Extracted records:
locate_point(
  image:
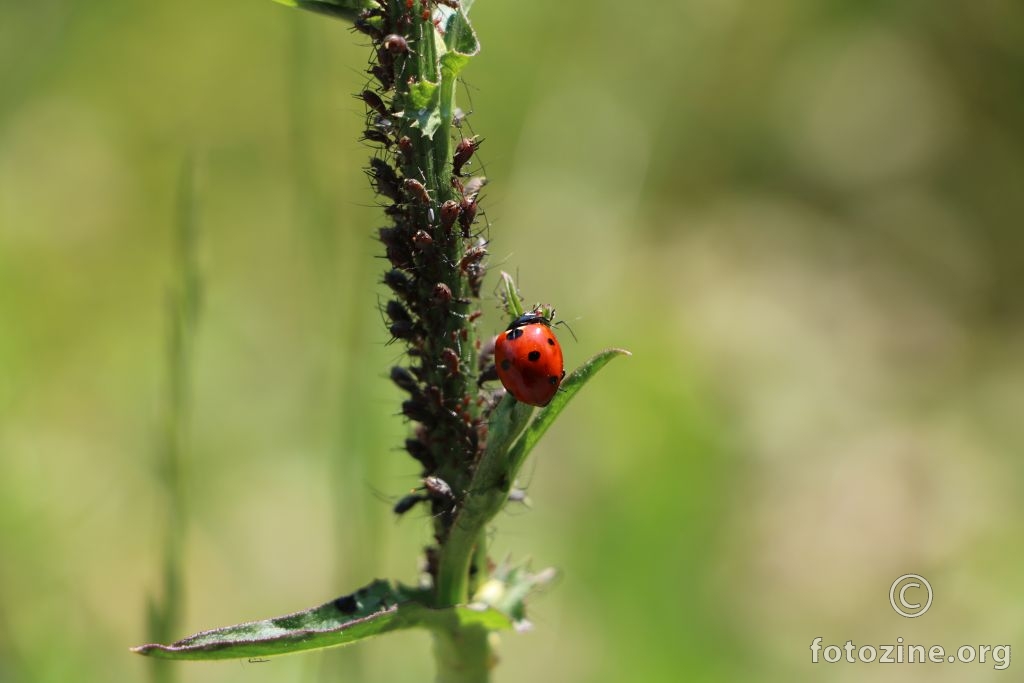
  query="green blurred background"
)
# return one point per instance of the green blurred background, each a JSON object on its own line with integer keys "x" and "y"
{"x": 804, "y": 217}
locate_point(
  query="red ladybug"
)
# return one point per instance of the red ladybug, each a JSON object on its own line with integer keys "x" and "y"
{"x": 528, "y": 359}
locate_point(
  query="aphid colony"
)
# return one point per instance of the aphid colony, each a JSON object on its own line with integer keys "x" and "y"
{"x": 437, "y": 265}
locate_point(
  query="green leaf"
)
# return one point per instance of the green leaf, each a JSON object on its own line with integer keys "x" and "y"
{"x": 424, "y": 101}
{"x": 377, "y": 608}
{"x": 510, "y": 296}
{"x": 546, "y": 416}
{"x": 345, "y": 9}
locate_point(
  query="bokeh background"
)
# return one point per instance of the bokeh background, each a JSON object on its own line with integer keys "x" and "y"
{"x": 804, "y": 217}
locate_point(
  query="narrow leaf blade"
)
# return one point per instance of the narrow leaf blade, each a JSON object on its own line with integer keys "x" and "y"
{"x": 378, "y": 608}
{"x": 344, "y": 9}
{"x": 546, "y": 416}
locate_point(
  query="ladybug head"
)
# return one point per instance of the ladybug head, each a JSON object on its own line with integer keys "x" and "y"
{"x": 531, "y": 317}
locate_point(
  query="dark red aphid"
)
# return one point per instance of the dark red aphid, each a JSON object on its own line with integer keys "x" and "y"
{"x": 422, "y": 240}
{"x": 375, "y": 102}
{"x": 528, "y": 359}
{"x": 467, "y": 215}
{"x": 377, "y": 136}
{"x": 450, "y": 212}
{"x": 463, "y": 152}
{"x": 416, "y": 189}
{"x": 395, "y": 44}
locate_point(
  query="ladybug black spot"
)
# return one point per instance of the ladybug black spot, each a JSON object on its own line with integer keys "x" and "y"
{"x": 346, "y": 604}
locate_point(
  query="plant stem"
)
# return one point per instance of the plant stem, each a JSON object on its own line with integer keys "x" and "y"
{"x": 463, "y": 655}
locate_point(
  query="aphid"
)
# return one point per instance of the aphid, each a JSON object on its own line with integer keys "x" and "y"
{"x": 384, "y": 74}
{"x": 395, "y": 44}
{"x": 473, "y": 256}
{"x": 437, "y": 486}
{"x": 406, "y": 147}
{"x": 450, "y": 213}
{"x": 451, "y": 359}
{"x": 378, "y": 136}
{"x": 467, "y": 215}
{"x": 415, "y": 188}
{"x": 474, "y": 185}
{"x": 415, "y": 410}
{"x": 375, "y": 102}
{"x": 408, "y": 503}
{"x": 442, "y": 293}
{"x": 384, "y": 179}
{"x": 422, "y": 240}
{"x": 399, "y": 283}
{"x": 365, "y": 27}
{"x": 404, "y": 380}
{"x": 528, "y": 359}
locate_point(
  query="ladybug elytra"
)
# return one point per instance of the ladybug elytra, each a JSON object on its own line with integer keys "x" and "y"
{"x": 528, "y": 359}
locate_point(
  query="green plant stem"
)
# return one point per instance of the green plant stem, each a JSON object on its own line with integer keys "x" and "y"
{"x": 463, "y": 655}
{"x": 487, "y": 494}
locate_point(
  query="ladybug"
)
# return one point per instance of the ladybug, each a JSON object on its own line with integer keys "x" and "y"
{"x": 528, "y": 359}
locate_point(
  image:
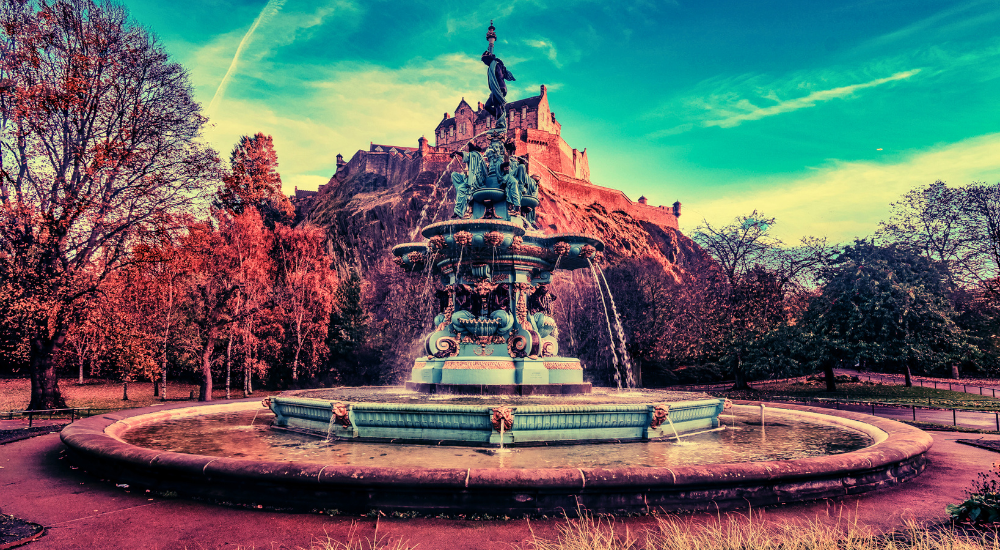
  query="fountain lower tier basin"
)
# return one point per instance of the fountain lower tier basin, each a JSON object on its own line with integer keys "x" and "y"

▸ INSTRUCTIONS TO FOLLOW:
The entries above are to be restated verbatim, with no pictures carried over.

▸ EXERCISE RESULT:
locate_point(
  image:
  query="green blurred background"
)
# return one point per instance of the green blurred background, each a JSON object on its own line with integer keys "x" and "y"
{"x": 804, "y": 217}
locate_point(
  query="red ladybug"
)
# return one point per instance of the red ladybug, each a JSON object on its own line with integer keys "x" and "y"
{"x": 528, "y": 359}
locate_point(
  query="aphid colony"
)
# return one point per instance of the aphid colony, each a JSON object on its own line with integer keys "x" and "y"
{"x": 437, "y": 265}
locate_point(
  query="green leaf"
)
# return one point per instance of the green leaf, each a JSON object on its own line with integer keys "x" and "y"
{"x": 424, "y": 101}
{"x": 377, "y": 608}
{"x": 510, "y": 296}
{"x": 546, "y": 416}
{"x": 345, "y": 9}
locate_point(
  query="bokeh background"
)
# return one point per instance of the bokeh background, each a JSON object on its own line with integer keys "x" and "y"
{"x": 804, "y": 217}
locate_point(
  query="narrow leaf blade"
)
# return one point per instance of the narrow leaf blade, each a JSON object on its own line with integer keys "x" and "y"
{"x": 378, "y": 608}
{"x": 344, "y": 9}
{"x": 546, "y": 416}
locate_point(
  query="ladybug head"
)
# return one point per instance of the ladybug head, each a JSON object on its own line with integer keys "x" and "y"
{"x": 531, "y": 317}
locate_point(
  query="dark red aphid"
)
# return one point per instance of the dark red aphid, each a JSON object on its own line with integer keys "x" and "y"
{"x": 422, "y": 240}
{"x": 375, "y": 102}
{"x": 528, "y": 359}
{"x": 467, "y": 215}
{"x": 377, "y": 136}
{"x": 450, "y": 212}
{"x": 463, "y": 152}
{"x": 416, "y": 189}
{"x": 395, "y": 44}
locate_point(
  query="ladybug black spot"
)
# return one point per instance of the ladybug black spot, each a JSON object on its own line with integer keys "x" and "y"
{"x": 346, "y": 604}
locate_point(
  query="plant stem"
)
# return one point per instance of the plant stem, each a JSON object on its own line with integer keys "x" and "y"
{"x": 463, "y": 655}
locate_point(
  query="aphid"
)
# return one point per instance of the aphid, each a JSON object on its own line with integer keys "x" and "y"
{"x": 384, "y": 74}
{"x": 395, "y": 44}
{"x": 473, "y": 256}
{"x": 437, "y": 486}
{"x": 406, "y": 147}
{"x": 450, "y": 213}
{"x": 451, "y": 359}
{"x": 378, "y": 136}
{"x": 467, "y": 215}
{"x": 415, "y": 188}
{"x": 474, "y": 185}
{"x": 415, "y": 410}
{"x": 375, "y": 102}
{"x": 408, "y": 503}
{"x": 442, "y": 293}
{"x": 384, "y": 179}
{"x": 422, "y": 240}
{"x": 399, "y": 283}
{"x": 365, "y": 27}
{"x": 404, "y": 380}
{"x": 528, "y": 359}
locate_point(
  query="ladybug elytra"
)
# return one point per instance of the ladybug elytra, each a JSON object on its own line with integer keys "x" and "y"
{"x": 528, "y": 359}
locate_point(
  query="green plant stem"
)
# return one point per instance of the green plant stem, each a JSON object on its own line with integer keys "x" and "y"
{"x": 463, "y": 655}
{"x": 487, "y": 494}
locate_point(
  query="ladybug"
)
# return one point per instance of the ladybug, each a JSON object on its own line with integer keys "x" and "y"
{"x": 528, "y": 359}
locate_point(
  image:
  query="fountain lower tier basin"
)
# return one point per instance of the fountain lower tier basin, each a JSON object on its own line with integer keys "x" and "y"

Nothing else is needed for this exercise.